• _REQUIRED WORK_: Using the entries that follow, write out the line containing "point(138, 95)", the line containing "point(178, 21)", and every line between them, exactly and nothing else.

• _PROVIDED DATA_:
------------------------------
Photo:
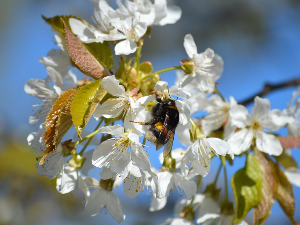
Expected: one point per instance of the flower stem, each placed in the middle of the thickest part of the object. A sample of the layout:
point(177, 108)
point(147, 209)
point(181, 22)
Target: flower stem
point(218, 173)
point(198, 183)
point(225, 177)
point(138, 56)
point(162, 71)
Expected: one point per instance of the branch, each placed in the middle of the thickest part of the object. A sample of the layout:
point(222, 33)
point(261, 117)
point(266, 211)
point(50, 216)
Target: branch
point(271, 87)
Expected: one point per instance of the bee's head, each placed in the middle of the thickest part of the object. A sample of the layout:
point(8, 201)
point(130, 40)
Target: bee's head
point(169, 102)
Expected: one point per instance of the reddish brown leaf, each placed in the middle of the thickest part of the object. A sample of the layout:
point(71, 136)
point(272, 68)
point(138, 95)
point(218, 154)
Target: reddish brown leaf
point(269, 188)
point(284, 195)
point(290, 142)
point(82, 58)
point(58, 122)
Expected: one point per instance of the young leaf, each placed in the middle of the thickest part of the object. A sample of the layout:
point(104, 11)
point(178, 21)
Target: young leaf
point(84, 104)
point(56, 22)
point(289, 142)
point(284, 195)
point(269, 187)
point(286, 160)
point(247, 184)
point(102, 52)
point(58, 122)
point(81, 57)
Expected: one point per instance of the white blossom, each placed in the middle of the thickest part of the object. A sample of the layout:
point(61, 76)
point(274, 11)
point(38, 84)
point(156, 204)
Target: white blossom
point(53, 164)
point(105, 197)
point(253, 127)
point(218, 114)
point(41, 89)
point(208, 65)
point(115, 153)
point(198, 156)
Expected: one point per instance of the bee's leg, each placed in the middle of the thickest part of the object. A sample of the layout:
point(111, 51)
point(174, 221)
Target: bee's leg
point(141, 123)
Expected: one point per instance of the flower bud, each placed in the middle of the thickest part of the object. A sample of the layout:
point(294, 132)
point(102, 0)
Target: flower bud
point(77, 161)
point(107, 184)
point(169, 165)
point(146, 67)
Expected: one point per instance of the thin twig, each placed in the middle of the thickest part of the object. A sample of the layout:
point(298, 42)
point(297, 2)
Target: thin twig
point(270, 88)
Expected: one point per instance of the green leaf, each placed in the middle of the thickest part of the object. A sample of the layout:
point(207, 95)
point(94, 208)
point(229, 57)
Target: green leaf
point(286, 160)
point(102, 52)
point(56, 23)
point(247, 184)
point(58, 122)
point(84, 104)
point(284, 195)
point(269, 189)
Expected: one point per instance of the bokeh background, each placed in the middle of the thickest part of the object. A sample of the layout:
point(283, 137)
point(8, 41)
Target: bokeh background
point(258, 40)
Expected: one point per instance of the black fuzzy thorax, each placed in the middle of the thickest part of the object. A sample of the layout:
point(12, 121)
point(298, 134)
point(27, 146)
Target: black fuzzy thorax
point(160, 111)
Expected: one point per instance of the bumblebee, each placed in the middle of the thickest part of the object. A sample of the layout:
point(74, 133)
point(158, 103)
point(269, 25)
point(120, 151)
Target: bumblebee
point(165, 118)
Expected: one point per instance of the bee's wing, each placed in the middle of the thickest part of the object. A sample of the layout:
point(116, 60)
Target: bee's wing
point(168, 147)
point(163, 134)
------------------------------
• _RESPONSE FOR THIS EXERCISE_:
point(138, 95)
point(218, 154)
Target: reddish brown leaf
point(269, 188)
point(284, 195)
point(290, 142)
point(82, 58)
point(58, 122)
Expected: one point per instance of the young leaf, each placed in the middle of the thickest part of the object. A sample of the layout:
point(104, 11)
point(178, 21)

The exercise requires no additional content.